**Selected excerpt**

- - -

OpenAI CEO Sam Altman is in talks with investors, including from the United Arab Emirates, to raise between $5 trillion to $7 trillion in funding. The goal, according to a report in The Wall Street Journal, is to increase the world’s chip manufacturing capacity and enhance AI capabilities.
The fundraising efforts are part of a broader strategy to address OpenAI’s growth constraints, particularly the scarcity of AI chips needed for training large language models like ChatGPT.
Altman’s proposal is said to include forming a partnership with investors, chip manufacturers, and power providers to finance the construction of chip foundries, which would then be operated by the chip manufacturers.
Could that level of investment ever be recouped in any other manner than by replacing vast numbers of workers and their salaries?
Well, see, if we grind down 8 billion people into a nourishing slurry with a shelf life of a century, that should be worth at least $1000 a person, with inflation. That’s a 50% profit on your investment!

- - -

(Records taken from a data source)

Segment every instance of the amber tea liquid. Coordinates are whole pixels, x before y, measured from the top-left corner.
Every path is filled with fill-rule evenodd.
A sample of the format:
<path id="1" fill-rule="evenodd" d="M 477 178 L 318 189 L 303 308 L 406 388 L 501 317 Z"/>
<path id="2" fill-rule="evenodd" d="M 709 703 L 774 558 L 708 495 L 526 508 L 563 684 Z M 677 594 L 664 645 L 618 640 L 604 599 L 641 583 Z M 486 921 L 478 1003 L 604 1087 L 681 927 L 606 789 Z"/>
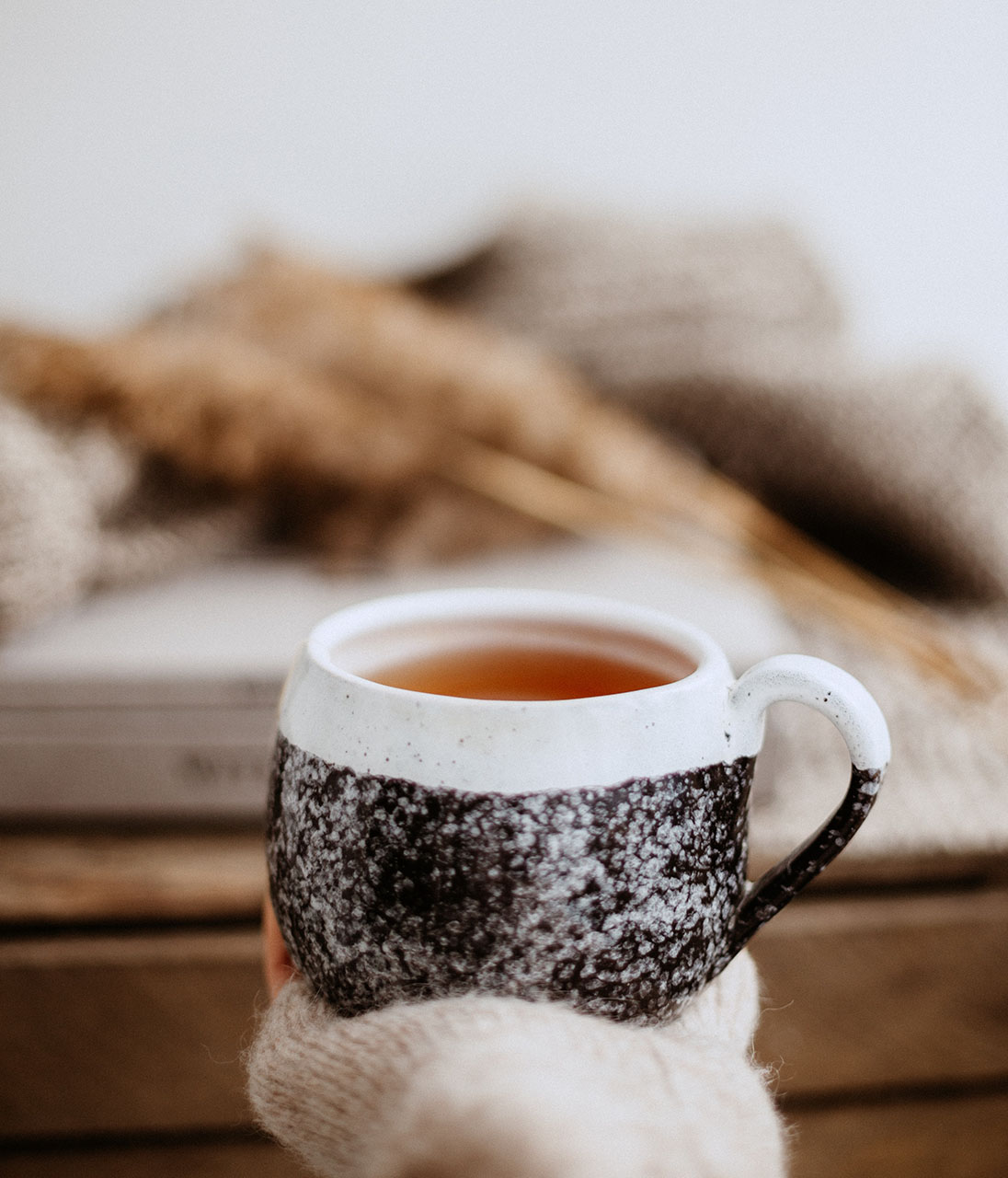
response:
<path id="1" fill-rule="evenodd" d="M 590 647 L 513 641 L 426 651 L 369 671 L 387 687 L 473 700 L 579 700 L 639 691 L 684 679 L 695 664 L 678 650 L 635 660 Z"/>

- - -

**About this task**
Write out the whole text about Sam Altman's chip funding talks word for word, with nothing changed. You won't need the lines to do this.

**Answer space**
OpenAI CEO Sam Altman is in talks with investors, including from the United Arab Emirates, to raise between $5 trillion to $7 trillion in funding. The goal, according to a report in The Wall Street Journal, is to increase the world’s chip manufacturing capacity and enhance AI capabilities.
The fundraising efforts are part of a broader strategy to address OpenAI’s growth constraints, particularly the scarcity of AI chips needed for training large language models like ChatGPT.
Altman’s proposal is said to include forming a partnership with investors, chip manufacturers, and power providers to finance the construction of chip foundries, which would then be operated by the chip manufacturers.
Could that level of investment ever be recouped in any other manner than by replacing vast numbers of workers and their salaries?
Well, see, if we grind down 8 billion people into a nourishing slurry with a shelf life of a century, that should be worth at least $1000 a person, with inflation. That’s a 50% profit on your investment!